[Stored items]
▬▬▬▬▬▬▬▬▬▬

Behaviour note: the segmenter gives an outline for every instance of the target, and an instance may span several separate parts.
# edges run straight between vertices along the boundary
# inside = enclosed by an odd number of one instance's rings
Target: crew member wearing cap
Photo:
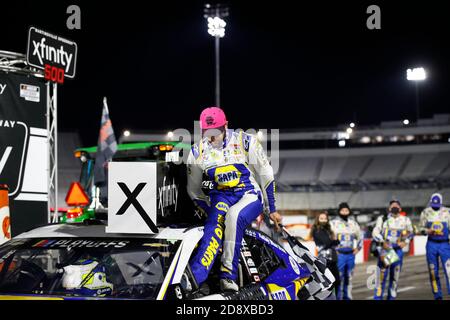
[[[228,129],[222,109],[203,110],[200,127],[202,139],[193,145],[187,161],[187,189],[207,219],[190,266],[200,285],[207,279],[223,241],[220,287],[238,291],[239,252],[245,229],[264,211],[264,205],[276,228],[281,222],[275,208],[273,169],[255,136]],[[204,177],[212,182],[208,196],[202,190]]]
[[[352,299],[352,277],[355,268],[355,255],[361,250],[361,229],[358,222],[351,217],[352,211],[346,202],[339,204],[338,217],[331,221],[331,229],[336,235],[339,245],[338,269],[340,284],[336,287],[337,300]],[[356,246],[355,246],[356,241]]]
[[[388,216],[385,220],[378,217],[372,237],[382,244],[382,252],[393,249],[398,256],[398,260],[390,265],[385,264],[384,254],[380,253],[377,264],[377,281],[375,285],[375,300],[383,300],[383,293],[386,279],[389,276],[388,300],[397,297],[398,279],[403,263],[403,248],[406,247],[414,237],[414,230],[411,220],[400,215],[402,207],[400,201],[389,202]]]
[[[439,279],[439,258],[444,268],[447,290],[450,295],[450,210],[442,205],[442,195],[431,195],[428,207],[420,214],[420,230],[428,235],[427,263],[430,272],[431,291],[436,300],[442,300],[441,281]]]

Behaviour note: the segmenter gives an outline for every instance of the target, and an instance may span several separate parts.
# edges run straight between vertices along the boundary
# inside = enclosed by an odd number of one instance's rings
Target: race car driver
[[[107,296],[113,291],[106,269],[94,259],[80,259],[63,267],[62,287],[68,293],[81,296]]]
[[[190,266],[201,285],[223,242],[220,287],[222,291],[238,291],[236,278],[245,229],[264,211],[264,204],[270,219],[281,222],[275,207],[273,169],[255,136],[228,129],[222,109],[203,110],[200,127],[202,139],[193,145],[187,161],[187,189],[207,219]],[[203,177],[212,182],[208,197],[201,188]]]
[[[442,205],[442,195],[431,195],[428,207],[420,214],[419,227],[428,235],[426,246],[431,291],[436,300],[442,300],[441,281],[439,279],[439,258],[444,268],[448,294],[450,294],[450,209]]]
[[[338,215],[331,221],[332,230],[339,241],[336,251],[340,283],[342,284],[342,288],[340,284],[336,286],[336,299],[351,300],[355,255],[362,247],[361,229],[358,222],[350,217],[351,210],[347,203],[339,204]]]
[[[403,248],[406,247],[414,237],[414,231],[411,220],[400,215],[402,211],[398,200],[392,200],[389,203],[388,216],[386,220],[383,217],[377,219],[372,237],[378,243],[381,243],[380,253],[377,264],[377,281],[375,286],[374,299],[382,300],[386,278],[389,276],[388,300],[394,300],[397,297],[397,286],[403,263]],[[395,252],[395,259],[387,264],[385,259],[390,249]],[[389,257],[391,255],[389,254]]]

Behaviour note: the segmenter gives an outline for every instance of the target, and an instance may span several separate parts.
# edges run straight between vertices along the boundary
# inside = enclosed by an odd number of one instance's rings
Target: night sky
[[[233,128],[311,128],[415,117],[406,69],[423,66],[421,115],[450,111],[450,11],[444,1],[229,1],[221,40],[222,107]],[[124,129],[193,127],[214,104],[214,40],[203,1],[12,1],[0,50],[25,53],[28,27],[78,43],[59,89],[59,129],[98,138],[102,97]],[[394,4],[395,3],[395,6]],[[66,8],[81,8],[81,30]],[[381,30],[366,8],[381,7]]]

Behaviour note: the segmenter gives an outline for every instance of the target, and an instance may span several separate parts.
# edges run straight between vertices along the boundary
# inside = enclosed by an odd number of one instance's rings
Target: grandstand
[[[409,126],[399,121],[356,127],[351,134],[345,127],[297,132],[296,145],[306,140],[309,148],[280,151],[278,206],[315,211],[346,201],[358,211],[373,212],[398,198],[403,207],[417,213],[433,192],[450,197],[449,137],[450,115]],[[293,146],[292,133],[289,140]],[[339,147],[342,140],[345,144]]]

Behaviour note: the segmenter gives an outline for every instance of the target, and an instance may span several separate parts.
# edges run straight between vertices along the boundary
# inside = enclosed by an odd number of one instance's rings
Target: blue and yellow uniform
[[[201,189],[204,176],[213,184],[208,196]],[[221,279],[236,280],[245,229],[263,212],[264,203],[270,213],[276,211],[273,169],[264,149],[242,131],[227,130],[221,148],[203,138],[188,157],[187,188],[207,214],[204,236],[190,262],[197,283],[207,279],[222,243]]]
[[[353,269],[355,268],[353,250],[355,249],[355,242],[358,250],[362,248],[361,229],[354,219],[348,218],[345,221],[341,217],[333,219],[331,227],[339,241],[336,251],[338,253],[339,277],[342,283],[342,286],[338,285],[336,288],[336,299],[351,300]]]
[[[435,203],[433,203],[433,201]],[[450,209],[442,206],[442,196],[434,194],[430,206],[420,215],[420,228],[428,233],[427,263],[430,273],[431,291],[435,299],[442,299],[441,281],[439,279],[439,258],[444,268],[448,294],[450,294],[450,244],[449,244]]]
[[[394,300],[397,297],[398,280],[403,264],[403,250],[399,243],[404,241],[408,244],[414,237],[414,230],[411,220],[406,216],[399,214],[389,214],[387,219],[383,221],[379,217],[375,228],[372,232],[372,237],[379,243],[388,243],[390,248],[395,250],[399,260],[386,266],[382,259],[382,254],[378,257],[377,264],[377,282],[375,286],[374,299],[382,300],[386,279],[389,276],[388,300]]]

▬▬▬▬▬▬▬▬▬▬

Task description - Restate the data word for word. Begin at its first line, end at the line that contains "Target: crew member wearing cap", and include both.

Task output -
Behaviour note: the segmenter gives an outline for every instance of the target, and an instance may span several separate parts.
# edges run straight between vertices along the boundary
# inside = enclosed by an odd number of one instance's rings
Target: crew member wearing cap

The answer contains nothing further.